── SOURCE INFORMATION

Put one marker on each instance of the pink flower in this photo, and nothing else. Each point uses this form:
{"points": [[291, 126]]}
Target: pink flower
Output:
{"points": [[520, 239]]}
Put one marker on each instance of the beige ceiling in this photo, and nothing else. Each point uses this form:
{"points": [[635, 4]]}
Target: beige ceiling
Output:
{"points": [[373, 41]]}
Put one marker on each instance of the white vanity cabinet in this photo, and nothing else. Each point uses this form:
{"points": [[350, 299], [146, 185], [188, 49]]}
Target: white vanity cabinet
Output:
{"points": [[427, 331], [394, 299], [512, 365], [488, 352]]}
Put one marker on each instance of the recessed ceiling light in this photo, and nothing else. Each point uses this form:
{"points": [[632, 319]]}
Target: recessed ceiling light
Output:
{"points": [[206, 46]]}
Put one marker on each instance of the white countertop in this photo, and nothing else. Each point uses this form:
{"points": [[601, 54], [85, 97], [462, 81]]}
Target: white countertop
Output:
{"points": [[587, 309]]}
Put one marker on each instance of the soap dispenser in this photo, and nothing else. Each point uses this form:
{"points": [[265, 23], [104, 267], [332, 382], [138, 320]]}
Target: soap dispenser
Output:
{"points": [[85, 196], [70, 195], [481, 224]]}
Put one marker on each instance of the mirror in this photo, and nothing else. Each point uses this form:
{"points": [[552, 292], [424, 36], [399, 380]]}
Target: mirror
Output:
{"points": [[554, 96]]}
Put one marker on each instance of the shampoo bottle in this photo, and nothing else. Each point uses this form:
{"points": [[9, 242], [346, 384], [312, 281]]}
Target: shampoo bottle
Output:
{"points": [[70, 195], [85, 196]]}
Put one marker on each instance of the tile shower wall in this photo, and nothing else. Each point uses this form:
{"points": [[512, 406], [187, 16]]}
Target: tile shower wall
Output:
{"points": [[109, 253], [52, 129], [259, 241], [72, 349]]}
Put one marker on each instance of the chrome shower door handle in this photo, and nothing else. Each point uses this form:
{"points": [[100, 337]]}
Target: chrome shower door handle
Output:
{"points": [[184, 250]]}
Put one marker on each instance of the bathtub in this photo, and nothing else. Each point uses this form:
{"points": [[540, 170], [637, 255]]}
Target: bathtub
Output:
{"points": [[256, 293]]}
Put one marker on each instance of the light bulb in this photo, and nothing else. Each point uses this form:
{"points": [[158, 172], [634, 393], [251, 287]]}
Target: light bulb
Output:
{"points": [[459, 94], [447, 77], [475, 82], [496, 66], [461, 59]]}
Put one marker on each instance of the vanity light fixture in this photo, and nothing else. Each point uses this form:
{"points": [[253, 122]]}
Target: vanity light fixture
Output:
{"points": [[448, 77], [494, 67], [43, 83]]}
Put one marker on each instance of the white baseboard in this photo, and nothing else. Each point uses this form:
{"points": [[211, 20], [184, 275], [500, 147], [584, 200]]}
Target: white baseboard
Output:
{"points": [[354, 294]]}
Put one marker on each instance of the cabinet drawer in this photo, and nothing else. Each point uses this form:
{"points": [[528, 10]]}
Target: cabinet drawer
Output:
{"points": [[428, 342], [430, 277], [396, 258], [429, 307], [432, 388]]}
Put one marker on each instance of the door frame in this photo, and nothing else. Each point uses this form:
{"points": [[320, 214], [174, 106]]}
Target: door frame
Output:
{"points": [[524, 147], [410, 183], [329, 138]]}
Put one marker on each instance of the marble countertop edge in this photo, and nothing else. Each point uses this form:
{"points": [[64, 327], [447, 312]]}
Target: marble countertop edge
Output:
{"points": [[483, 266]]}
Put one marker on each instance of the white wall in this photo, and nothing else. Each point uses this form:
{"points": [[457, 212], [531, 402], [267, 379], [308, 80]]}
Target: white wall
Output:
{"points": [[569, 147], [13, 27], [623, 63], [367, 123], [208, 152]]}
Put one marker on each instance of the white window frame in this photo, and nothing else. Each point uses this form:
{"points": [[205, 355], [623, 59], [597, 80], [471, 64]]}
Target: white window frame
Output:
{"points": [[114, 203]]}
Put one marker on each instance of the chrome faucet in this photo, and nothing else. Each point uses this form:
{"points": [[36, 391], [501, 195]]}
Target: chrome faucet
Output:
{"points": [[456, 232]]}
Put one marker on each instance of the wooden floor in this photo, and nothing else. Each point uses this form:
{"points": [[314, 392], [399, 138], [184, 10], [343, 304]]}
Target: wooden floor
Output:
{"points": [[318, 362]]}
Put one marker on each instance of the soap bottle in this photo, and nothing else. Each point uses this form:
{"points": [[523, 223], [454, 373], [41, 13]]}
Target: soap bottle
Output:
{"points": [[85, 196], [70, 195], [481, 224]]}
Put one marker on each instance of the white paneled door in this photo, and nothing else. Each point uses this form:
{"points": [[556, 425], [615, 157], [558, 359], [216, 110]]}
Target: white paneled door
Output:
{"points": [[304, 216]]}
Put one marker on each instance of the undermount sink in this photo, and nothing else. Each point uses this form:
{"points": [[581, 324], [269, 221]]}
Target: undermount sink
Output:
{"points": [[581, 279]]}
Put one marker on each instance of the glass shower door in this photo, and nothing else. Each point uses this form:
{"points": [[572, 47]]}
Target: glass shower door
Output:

────

(EXERCISE DIRECTIONS) Transcribe, exactly and completely, all of the entries.

(WRITTEN ANSWER)
Put one marker on each instance of the pink flower in this photo, and nothing else. Each point uses this form:
{"points": [[291, 126]]}
Target: pink flower
Output:
{"points": [[520, 239]]}
Put one marker on each instance of the beige ceiling in this photo, and nothing else. Each point uses this form:
{"points": [[635, 4]]}
Target: beige ceiling
Output:
{"points": [[373, 41]]}
Put one marker on each instance of the white vanity cabinet in this photo, and nothing else. Each point uses this form:
{"points": [[350, 299], [146, 185], [188, 49]]}
Target: white vanity cabinet
Output:
{"points": [[427, 331], [394, 299], [512, 365], [488, 352]]}
Put one marker on each instance of the recessed ceiling light in this photo, and nothing else. Each point uses this form:
{"points": [[632, 319]]}
Target: recessed ceiling light
Output:
{"points": [[206, 46]]}
Put one marker on each instance of the white countertop in this photo, and nothing else. Each point uses this form:
{"points": [[601, 54], [85, 97], [462, 81]]}
Target: white countertop
Output:
{"points": [[587, 309]]}
Put one marker on each instance of the soap dispenser in this photo, and nothing else. Each point uses this form:
{"points": [[265, 23], [104, 267], [332, 382], [138, 320]]}
Target: soap dispenser
Output:
{"points": [[85, 196], [70, 195], [481, 224]]}
Put one marker on each instance of the mirror in this photo, and nothing else. Each point uses this form:
{"points": [[552, 292], [424, 36], [399, 380]]}
Target: mirror
Output:
{"points": [[554, 96]]}
Put one marker on each instance of the shampoo bottle in this photo, and nothing else. Each point uses this form:
{"points": [[9, 242], [346, 384], [312, 281]]}
Target: shampoo bottle
Output:
{"points": [[70, 195], [85, 196]]}
Put one marker on each instance of the tile shower wall in this photo, and nothing else. Each point uses this form:
{"points": [[512, 406], [187, 16]]}
Target: tile shower wall
Output:
{"points": [[109, 253], [52, 129], [259, 241], [72, 349]]}
Put one marker on each instance of the chrome shower door handle in this photo, and nothing else. Each point uses this form:
{"points": [[100, 337]]}
Target: chrome shower door handle
Output:
{"points": [[184, 250]]}
Put one marker on each instance of the bathtub in this photo, and nothing else. Each point uses this form:
{"points": [[540, 170], [637, 255]]}
Target: bathtub
Output:
{"points": [[256, 293]]}
Put one marker on each instance of the light bulb in this photo, and nothing else. Each point uses this form:
{"points": [[158, 172], [634, 393], [251, 287]]}
Target: light bulb
Output:
{"points": [[459, 94], [447, 77], [475, 82], [496, 66], [461, 59]]}
Put one marker on each instance of the vanity light fixture in this photo, and nothing else. Each point uses this form:
{"points": [[253, 122]]}
Target: vanity light fixture
Output:
{"points": [[448, 77], [494, 67], [43, 83]]}
Put one marker on each instance of the white baseboard in this photo, and nothing else. Each point uses this form:
{"points": [[211, 20], [184, 275], [500, 147], [584, 200]]}
Target: white baseboard
Output:
{"points": [[354, 294]]}
Put one marker on each instance of the cabinet drawer in this photo, and nothing else. Each point uses this form:
{"points": [[528, 10]]}
Target: cabinet drawer
Output:
{"points": [[428, 342], [430, 277], [396, 258], [429, 307], [432, 388]]}
Put one marker on each instance of the door frame in this photo, and nothing else. Each point uses this form:
{"points": [[320, 214], [174, 106]]}
Target: door frame
Output:
{"points": [[524, 147], [410, 183], [329, 138]]}
Put one marker on each instance of the marble countertop edge in this photo, and nothing else. Each point uses this form:
{"points": [[64, 327], [447, 312]]}
Target: marble countertop edge
Output:
{"points": [[483, 266]]}
Put one marker on each instance of the white wall in this photo, and nothing else. Each point uses this form:
{"points": [[457, 212], [531, 402], [267, 379], [308, 80]]}
Target: white wall
Output:
{"points": [[569, 147], [13, 27], [623, 63], [367, 123], [208, 152]]}
Put one marker on each instance of the white window frame in this photo, and nothing else. Each point uses this form:
{"points": [[205, 355], [623, 59], [597, 80], [471, 64]]}
Target: white window frame
Output:
{"points": [[114, 203]]}
Put one marker on each instance of the chrome faucet in this photo, and nothing else. Each point uses this form:
{"points": [[36, 391], [501, 195]]}
Target: chrome faucet
Output:
{"points": [[456, 232]]}
Put one marker on each instance of the wooden floor in this photo, and nothing else. Each point uses this form:
{"points": [[314, 392], [399, 138], [184, 10], [343, 304]]}
Target: wooden floor
Output:
{"points": [[318, 362]]}
Put one marker on each instance of the soap bottle in this photo, and nothing else. Each point uses this form:
{"points": [[523, 223], [454, 373], [41, 13]]}
Target: soap bottle
Output:
{"points": [[85, 196], [70, 195], [481, 224]]}
Put one marker on each instance of the white paneled door in this photo, and nothing else. Each point uses this form:
{"points": [[556, 425], [615, 157], [558, 359], [216, 110]]}
Target: white paneled door
Output:
{"points": [[304, 216]]}
Put one marker on each instance of the undermount sink in this photo, and nothing else. Each point uses this form:
{"points": [[581, 324], [269, 221]]}
Target: undermount sink
Output:
{"points": [[581, 279]]}
Put one marker on each instance of the glass shower door in this photo, and nothing else. Each point uses this form:
{"points": [[572, 47]]}
Target: glass shower door
Output:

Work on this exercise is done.